■ WHAT IS EXPECTED
Retype the stretch of rows below from the line containing "Please put a point on the safety" through the end of the rows, without changing anything.

— begin —

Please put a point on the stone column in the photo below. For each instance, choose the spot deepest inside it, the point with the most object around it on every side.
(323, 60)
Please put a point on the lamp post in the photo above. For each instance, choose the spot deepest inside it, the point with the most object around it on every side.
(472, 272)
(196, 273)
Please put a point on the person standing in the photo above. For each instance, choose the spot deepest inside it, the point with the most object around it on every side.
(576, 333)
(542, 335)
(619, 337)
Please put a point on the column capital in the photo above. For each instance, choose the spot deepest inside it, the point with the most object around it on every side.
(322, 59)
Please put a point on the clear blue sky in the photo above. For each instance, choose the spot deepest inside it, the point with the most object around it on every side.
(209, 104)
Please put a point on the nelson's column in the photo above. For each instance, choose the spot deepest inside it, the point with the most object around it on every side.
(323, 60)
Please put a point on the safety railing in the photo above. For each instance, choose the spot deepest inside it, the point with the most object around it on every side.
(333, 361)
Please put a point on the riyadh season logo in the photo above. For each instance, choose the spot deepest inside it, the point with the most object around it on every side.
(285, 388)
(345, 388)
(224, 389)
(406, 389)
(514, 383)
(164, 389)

— end —

■ RESULT OF THE TASK
Please put a point on the safety railing in the photo above. For each instance, choose the spot deepest inside it, the point with the most object around it on every side.
(333, 361)
Please put a point on the riyadh season logo in the photo above. For each instance, choose the spot deepest inside it, the point with the most object around it on every side.
(285, 388)
(345, 388)
(224, 389)
(406, 389)
(514, 383)
(164, 389)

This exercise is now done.